### REQUIREMENT:
The records that follow are to be copied word for word. Pictures should be omitted.

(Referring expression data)

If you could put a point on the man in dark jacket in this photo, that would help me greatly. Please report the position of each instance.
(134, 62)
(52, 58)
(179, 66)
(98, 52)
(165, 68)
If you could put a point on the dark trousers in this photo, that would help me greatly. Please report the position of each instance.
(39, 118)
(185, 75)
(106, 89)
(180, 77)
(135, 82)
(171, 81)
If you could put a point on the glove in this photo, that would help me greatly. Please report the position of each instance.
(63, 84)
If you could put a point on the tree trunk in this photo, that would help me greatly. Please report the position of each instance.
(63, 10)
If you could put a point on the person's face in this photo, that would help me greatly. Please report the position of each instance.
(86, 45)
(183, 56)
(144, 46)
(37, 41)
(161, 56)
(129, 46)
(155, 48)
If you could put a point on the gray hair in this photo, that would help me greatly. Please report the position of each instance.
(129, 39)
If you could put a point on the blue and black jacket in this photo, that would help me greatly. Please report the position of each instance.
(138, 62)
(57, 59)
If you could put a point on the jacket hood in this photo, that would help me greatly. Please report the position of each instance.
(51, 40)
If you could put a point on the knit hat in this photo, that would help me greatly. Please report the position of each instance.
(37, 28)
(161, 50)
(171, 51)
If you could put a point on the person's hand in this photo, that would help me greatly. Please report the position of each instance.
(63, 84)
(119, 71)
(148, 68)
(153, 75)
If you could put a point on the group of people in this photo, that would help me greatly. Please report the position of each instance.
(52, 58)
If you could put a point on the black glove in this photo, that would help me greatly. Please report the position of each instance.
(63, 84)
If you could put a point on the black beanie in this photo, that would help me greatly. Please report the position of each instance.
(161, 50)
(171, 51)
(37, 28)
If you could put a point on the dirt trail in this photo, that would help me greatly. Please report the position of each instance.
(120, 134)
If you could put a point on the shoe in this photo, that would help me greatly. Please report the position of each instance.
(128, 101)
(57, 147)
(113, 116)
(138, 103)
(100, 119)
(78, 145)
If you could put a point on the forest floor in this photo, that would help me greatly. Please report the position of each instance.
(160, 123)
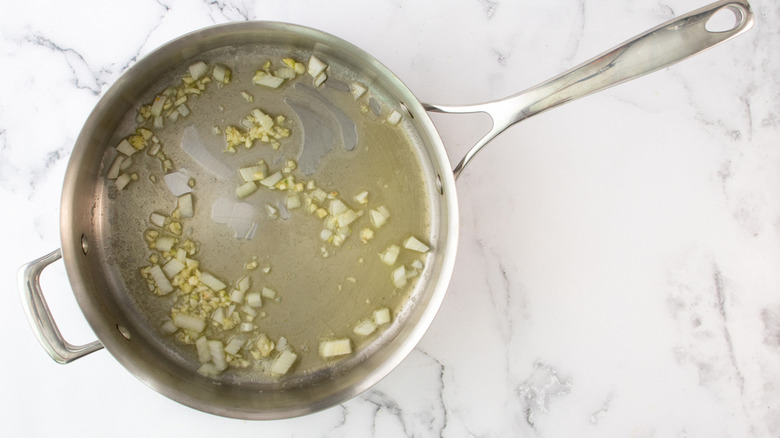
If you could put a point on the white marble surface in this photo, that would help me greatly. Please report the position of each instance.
(619, 265)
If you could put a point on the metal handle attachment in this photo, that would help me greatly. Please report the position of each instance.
(39, 316)
(655, 49)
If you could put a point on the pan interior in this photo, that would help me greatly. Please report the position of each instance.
(341, 144)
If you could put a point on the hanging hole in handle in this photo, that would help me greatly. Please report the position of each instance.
(725, 19)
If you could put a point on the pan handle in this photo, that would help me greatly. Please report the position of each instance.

### EXERCISE RESPONSE:
If you could put a point on the man in dark jacket in this photo, that would help me greatly. Please report the position of each instance.
(134, 62)
(52, 58)
(179, 66)
(98, 52)
(165, 68)
If you could put a point on the dark trousers in this photo, that would help me greatly. Please report the position of each instance.
(39, 118)
(185, 75)
(106, 89)
(180, 77)
(135, 82)
(171, 81)
If you could put a point on the glove in this photo, that would help me greatly. Please report the position of each instance.
(63, 84)
If you could put a point on the tree trunk in this photo, that would help me greatly. Please report the position of each instance.
(63, 10)
If you could put a point on the person's face in this photo, that would help me greatly. Please report the position of each instance.
(86, 45)
(183, 56)
(144, 46)
(37, 41)
(161, 56)
(129, 46)
(155, 48)
If you could put a point on the gray hair in this photo, that would help me greatly. Please report the position of each instance.
(129, 39)
If you could put a point on the blue and black jacket in this photo, that would help me greatly. Please report the position of each instance.
(138, 62)
(57, 59)
If you could put a point on the jacket hood in this photo, that would help me greatly. Please report the position of each instance.
(51, 40)
If you could put a point on the knit hat in this photo, that would help me greatly. Please report the position of each instance.
(37, 28)
(161, 50)
(171, 51)
If you could put a point on the person's hand in this photo, that would help me greatly. Please report the position of each instance.
(63, 84)
(119, 71)
(148, 68)
(153, 75)
If you could put a point on the group of people in this photo, that would help me greatly. Please report the position of each instance.
(52, 58)
If you could put a point on the black glove in this photo, that would help me greatly. Please report the position of each instance.
(63, 84)
If you could put a point on the black beanie in this photo, that would help me greatly. Please report the position of each instance.
(161, 50)
(171, 51)
(37, 28)
If you could put a point on the dirt trail in this photo, that would help me greatly. Please report the position of each instance.
(120, 134)
If you could put a point on the shoe in this photo, that would help me greatly. Please report the position of each instance.
(128, 101)
(57, 147)
(113, 116)
(138, 103)
(100, 119)
(78, 145)
If you could put a point on the forest floor in this photo, that would help me greatly. Please report the position of each instance.
(160, 123)
If you could put a point on the white marble surface in this photo, that would help me greatly. Please report the position of each instance.
(619, 265)
If you could put a point on the metal handle attachment in this photo, that would help me greatly. Please report the position of each instance.
(39, 316)
(655, 49)
If you could put a point on the pan interior in this photo, that would help me greatly. Please report the position of each instance.
(341, 144)
If you could put a point on the hanging hole in handle in this photo, that would help me greatly. Please report the position of each instance.
(725, 19)
If you could put a point on the pan handle in this photo, that would help me greatly. Please report the position of each instance.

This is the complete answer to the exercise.